Extrait choisi:

========

Selon celle-ci, l’inclusion active consiste à permettre à chaque citoyen, y compris aux plus défavorisés, de participer pleinement à la société, et notamment d'exercer un emploi.
Concrètement, pour atteindre cet objectif, ce projet se propose de faciliter l’approche du marché du travail et des employeurs par un accompagnement permettant une meilleure connaissance et appréhension de la société réunionnaise si besoin en renforçant une maîtrise suffisante de la langue parlée et écrite, la définition d’un projet d’insertion sociale et/ou professionnelle, l’acquisition des repères en termes de recherche d’emploi, notamment auprès des femmes qui sont plus particulièrement fragilisées dans un contexte d’insertion source d’inégalités hommes-femmes. Ces actions combinées permettront de restaurer le pouvoir d'agir des femmes migrantes et de les préparer le cas échéant à une insertion professionnelle pour celles qui le souhaitent.
Le projet est une proposition de parcours intégré d'insertion sociale auprès des populations non originaires de La Réunion mais habitant le Département et s’articule de la manière suivante :
Phase 1: Repérage des publics et diagnostic permettant d’identifier les besoins de chacun des participants en matière sociale, familiale et professionnelle (janvier – février)
Phase 2: Accompagnement social et familial personnalisé répondant aux besoins de chacun des participants identifiés lors de la phase 1. Cette phase traite de l’urgence des problématiques d’ordre social et familial freinant le processus d’inclusion sociale (mars à juillet).
Phase 3: Accompagnement à la définition d’un projet de vie sociale et/ou professionnelle (août-décembre)
En corollaire, compte tenu du profil des bénéficiaires à qui s’adresse cette action et des objectifs d’inclusion sociale poursuivis par ce projet et du fait que la maîtrise de la langue française est reconnue unanimement comme le premier facteur d’intégration, il est primordial d’accompagner les bénéficiaires dès la phase d’accompagnement social et familial dans l’acquisition des écrits de survie et de l’expression orale. L’accompagnement social et familial ainsi que l’acquisition de compétences en matière d’écrits de survie et d’expression orale sont les préalables à la définition d’un projet de vie sociale et/ou professionnelle réaliste et réalisable.

========

Données fournies:
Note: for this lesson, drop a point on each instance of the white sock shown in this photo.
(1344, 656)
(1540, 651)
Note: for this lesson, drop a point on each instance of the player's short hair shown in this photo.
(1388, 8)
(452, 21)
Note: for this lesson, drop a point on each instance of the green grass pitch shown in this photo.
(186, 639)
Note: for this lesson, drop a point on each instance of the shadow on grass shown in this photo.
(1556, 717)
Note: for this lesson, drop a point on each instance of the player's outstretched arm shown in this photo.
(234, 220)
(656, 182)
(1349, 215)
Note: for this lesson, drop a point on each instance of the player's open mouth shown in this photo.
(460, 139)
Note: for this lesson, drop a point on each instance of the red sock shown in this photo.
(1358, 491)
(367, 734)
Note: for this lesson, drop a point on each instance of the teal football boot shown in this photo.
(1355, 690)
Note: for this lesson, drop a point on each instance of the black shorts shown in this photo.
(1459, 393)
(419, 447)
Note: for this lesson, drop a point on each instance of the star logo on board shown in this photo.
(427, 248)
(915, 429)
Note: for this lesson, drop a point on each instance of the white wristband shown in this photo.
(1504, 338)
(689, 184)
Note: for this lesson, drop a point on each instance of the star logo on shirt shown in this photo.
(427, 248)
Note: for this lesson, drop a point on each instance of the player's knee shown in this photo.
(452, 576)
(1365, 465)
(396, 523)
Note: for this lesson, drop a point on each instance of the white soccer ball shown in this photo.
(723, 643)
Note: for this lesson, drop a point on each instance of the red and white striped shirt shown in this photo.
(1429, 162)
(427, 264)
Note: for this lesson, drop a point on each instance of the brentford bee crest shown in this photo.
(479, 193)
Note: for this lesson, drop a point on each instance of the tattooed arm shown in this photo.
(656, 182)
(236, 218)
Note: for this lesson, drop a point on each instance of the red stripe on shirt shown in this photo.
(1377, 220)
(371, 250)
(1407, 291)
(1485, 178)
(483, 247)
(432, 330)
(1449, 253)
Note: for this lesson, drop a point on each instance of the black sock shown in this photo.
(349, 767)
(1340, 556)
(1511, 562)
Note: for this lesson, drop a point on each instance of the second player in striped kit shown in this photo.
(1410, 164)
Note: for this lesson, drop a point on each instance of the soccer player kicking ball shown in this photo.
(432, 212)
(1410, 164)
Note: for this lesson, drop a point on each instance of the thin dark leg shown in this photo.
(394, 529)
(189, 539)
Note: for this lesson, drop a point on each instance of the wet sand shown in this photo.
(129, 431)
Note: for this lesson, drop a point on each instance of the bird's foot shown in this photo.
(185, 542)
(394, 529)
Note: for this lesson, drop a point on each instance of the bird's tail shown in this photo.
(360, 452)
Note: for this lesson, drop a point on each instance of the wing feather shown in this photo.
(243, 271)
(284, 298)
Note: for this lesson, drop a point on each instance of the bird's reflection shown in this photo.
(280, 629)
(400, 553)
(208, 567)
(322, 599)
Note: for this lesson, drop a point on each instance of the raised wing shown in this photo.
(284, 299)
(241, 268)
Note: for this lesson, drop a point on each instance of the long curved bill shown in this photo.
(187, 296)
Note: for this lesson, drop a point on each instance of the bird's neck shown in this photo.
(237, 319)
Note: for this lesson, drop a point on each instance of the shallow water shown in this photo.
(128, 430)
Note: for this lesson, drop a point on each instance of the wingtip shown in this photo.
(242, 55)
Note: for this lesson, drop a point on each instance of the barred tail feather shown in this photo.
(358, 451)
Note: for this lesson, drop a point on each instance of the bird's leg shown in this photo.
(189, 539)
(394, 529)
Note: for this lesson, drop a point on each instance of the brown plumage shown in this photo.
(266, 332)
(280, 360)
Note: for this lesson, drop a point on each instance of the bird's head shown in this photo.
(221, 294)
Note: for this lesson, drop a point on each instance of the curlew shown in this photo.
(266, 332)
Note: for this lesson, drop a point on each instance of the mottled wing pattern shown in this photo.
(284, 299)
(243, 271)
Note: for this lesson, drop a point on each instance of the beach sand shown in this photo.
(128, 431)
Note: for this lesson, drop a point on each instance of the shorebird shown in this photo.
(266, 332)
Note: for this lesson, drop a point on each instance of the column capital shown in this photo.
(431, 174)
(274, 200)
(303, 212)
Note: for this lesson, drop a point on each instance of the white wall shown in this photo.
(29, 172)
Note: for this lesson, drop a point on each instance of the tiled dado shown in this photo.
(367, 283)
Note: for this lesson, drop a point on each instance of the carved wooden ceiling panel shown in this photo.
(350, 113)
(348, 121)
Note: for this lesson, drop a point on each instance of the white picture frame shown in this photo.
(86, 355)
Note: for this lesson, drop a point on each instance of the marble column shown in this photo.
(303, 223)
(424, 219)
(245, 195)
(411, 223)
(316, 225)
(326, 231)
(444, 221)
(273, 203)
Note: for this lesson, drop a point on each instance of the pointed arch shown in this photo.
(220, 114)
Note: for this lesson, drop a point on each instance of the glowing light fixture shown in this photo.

========

Consigne 1:
D'après l'extrait choisi, quelle période couvre la phase 2 du projet ?
Consigne 2:
Dressez la liste complète des phases du projet présentées dans l'extrait choisi, en indiquant l'intitulé de chacune.
Consigne 3:
Recopiez l'extrait choisi depuis « Le projet est » jusqu'à « (janvier – février) » inclus, en substituant « bilan » à « diagnostic ».

Corrigé 1:
La phase 2 se déroule de mars à juillet.

Corrigé 2:
- Phase 1 : repérage des publics et diagnostic
- Phase 2 : accompagnement social et familial personnalisé
- Phase 3 : accompagnement à la définition d'un projet de vie sociale et/ou professionnelle

Corrigé 3:
Le projet est une proposition de parcours intégré d'insertion sociale auprès des populations non originaires de La Réunion mais habitant le Département et s’articule de la manière suivante :
Phase 1: Repérage des publics et bilan permettant d’identifier les besoins de chacun des participants en matière sociale, familiale et professionnelle (janvier – février)